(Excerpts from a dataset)
= Beginning of Section =
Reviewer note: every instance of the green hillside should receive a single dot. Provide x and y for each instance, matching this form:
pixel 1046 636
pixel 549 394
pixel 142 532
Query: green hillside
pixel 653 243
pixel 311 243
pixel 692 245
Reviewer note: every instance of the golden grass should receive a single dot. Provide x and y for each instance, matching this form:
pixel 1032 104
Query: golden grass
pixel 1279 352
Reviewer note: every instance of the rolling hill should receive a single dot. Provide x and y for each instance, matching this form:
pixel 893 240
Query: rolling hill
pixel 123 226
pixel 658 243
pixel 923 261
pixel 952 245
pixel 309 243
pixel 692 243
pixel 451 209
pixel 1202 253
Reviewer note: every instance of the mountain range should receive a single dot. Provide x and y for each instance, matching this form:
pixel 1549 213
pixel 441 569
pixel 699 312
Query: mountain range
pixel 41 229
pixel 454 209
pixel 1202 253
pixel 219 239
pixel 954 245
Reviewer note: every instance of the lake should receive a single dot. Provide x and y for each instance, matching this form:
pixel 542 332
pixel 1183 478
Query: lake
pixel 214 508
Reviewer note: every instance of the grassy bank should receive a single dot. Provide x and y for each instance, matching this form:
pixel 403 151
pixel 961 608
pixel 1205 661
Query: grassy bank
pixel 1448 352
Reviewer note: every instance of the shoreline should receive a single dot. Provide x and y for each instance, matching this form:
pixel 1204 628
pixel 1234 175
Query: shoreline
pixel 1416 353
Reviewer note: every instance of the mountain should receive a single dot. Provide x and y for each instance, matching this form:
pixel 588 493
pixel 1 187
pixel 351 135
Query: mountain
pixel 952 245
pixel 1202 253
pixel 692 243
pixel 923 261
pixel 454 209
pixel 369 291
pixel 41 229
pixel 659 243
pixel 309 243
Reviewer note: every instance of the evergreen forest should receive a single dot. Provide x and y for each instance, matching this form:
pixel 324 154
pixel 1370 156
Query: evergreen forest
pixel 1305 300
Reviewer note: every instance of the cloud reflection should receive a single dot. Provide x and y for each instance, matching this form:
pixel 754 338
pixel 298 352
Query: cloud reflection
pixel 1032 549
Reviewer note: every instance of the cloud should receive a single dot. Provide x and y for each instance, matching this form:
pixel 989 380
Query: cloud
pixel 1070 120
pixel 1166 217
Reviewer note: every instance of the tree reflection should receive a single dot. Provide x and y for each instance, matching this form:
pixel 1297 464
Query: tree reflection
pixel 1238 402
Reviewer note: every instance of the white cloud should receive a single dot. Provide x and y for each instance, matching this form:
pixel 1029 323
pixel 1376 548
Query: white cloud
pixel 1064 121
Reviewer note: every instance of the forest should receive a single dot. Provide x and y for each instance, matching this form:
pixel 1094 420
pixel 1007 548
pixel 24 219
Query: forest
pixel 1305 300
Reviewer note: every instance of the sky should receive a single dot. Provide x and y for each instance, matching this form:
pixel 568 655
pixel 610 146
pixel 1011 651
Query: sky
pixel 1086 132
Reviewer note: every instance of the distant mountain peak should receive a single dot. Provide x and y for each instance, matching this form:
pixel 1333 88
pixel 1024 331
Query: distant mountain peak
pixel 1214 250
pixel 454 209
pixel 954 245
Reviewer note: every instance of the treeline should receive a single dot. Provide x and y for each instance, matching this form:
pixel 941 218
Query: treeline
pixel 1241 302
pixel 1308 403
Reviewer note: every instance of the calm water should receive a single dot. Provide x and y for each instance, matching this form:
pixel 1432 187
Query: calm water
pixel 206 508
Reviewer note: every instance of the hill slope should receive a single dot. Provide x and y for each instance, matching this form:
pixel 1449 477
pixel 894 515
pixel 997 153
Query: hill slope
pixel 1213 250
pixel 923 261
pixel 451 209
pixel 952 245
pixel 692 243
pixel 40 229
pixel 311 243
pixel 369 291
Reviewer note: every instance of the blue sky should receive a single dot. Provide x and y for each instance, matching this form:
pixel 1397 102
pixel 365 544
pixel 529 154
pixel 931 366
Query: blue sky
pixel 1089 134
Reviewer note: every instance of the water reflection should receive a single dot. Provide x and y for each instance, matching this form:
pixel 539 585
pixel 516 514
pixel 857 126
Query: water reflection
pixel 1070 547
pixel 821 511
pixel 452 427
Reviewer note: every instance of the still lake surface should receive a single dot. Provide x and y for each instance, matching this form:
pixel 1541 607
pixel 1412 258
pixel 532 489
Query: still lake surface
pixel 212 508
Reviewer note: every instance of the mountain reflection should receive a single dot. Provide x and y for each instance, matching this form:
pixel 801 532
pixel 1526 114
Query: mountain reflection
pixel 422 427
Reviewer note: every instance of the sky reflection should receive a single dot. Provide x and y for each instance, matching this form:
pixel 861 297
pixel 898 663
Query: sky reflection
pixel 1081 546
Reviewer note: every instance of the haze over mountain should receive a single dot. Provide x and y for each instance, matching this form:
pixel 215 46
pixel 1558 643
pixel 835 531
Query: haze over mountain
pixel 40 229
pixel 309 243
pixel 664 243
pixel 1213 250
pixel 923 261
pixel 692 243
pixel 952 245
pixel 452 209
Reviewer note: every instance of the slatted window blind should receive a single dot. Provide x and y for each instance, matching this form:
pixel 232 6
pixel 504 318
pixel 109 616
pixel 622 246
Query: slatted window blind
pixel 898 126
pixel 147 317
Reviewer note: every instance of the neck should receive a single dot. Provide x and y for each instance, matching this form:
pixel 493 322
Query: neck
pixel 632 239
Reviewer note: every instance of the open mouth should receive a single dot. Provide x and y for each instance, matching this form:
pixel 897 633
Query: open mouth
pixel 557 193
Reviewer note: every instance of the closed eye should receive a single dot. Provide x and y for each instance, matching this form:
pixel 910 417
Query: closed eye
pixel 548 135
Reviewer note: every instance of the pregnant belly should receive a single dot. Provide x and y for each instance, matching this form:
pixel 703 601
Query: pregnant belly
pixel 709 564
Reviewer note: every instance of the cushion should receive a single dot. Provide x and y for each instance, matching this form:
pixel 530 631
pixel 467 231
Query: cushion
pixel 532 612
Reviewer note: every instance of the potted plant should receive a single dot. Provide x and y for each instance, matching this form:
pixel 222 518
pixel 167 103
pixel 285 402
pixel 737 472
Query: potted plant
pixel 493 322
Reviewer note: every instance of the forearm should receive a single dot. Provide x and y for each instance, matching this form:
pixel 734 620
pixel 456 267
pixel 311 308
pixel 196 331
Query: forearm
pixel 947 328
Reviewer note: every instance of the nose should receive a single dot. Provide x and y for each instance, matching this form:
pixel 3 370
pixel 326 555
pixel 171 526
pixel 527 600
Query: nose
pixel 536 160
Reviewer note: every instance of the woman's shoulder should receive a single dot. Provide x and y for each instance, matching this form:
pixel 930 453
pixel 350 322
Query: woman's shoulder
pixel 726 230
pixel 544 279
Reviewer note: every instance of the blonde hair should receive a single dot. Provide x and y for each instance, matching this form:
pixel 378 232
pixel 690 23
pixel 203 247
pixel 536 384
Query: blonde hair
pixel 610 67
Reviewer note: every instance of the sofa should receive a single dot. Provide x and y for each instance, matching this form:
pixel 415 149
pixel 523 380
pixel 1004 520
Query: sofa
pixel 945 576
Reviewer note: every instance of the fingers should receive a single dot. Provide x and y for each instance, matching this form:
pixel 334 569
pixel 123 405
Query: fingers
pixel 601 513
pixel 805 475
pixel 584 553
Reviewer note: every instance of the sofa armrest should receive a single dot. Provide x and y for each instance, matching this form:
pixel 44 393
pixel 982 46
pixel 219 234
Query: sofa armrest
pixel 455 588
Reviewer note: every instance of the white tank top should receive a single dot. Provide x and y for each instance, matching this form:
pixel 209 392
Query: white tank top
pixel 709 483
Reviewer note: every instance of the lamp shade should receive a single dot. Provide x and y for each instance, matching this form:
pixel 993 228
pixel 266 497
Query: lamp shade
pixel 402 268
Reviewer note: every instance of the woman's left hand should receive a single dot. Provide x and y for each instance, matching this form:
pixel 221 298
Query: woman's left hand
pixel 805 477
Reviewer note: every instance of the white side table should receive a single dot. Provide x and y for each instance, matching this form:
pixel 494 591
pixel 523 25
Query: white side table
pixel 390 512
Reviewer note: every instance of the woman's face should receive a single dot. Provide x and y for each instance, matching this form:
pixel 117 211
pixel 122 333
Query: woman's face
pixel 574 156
= End of Section =
**TASK:**
Copy, exactly and with nothing added, the lines from the one containing "Query: white side table" through the end of the records.

**ANSWER SECTION:**
Query: white side table
pixel 390 512
Reviewer note: every instance of the woman's face should receive a single dot. Provide x and y for each instance, matching this form:
pixel 117 211
pixel 122 333
Query: woman's face
pixel 574 156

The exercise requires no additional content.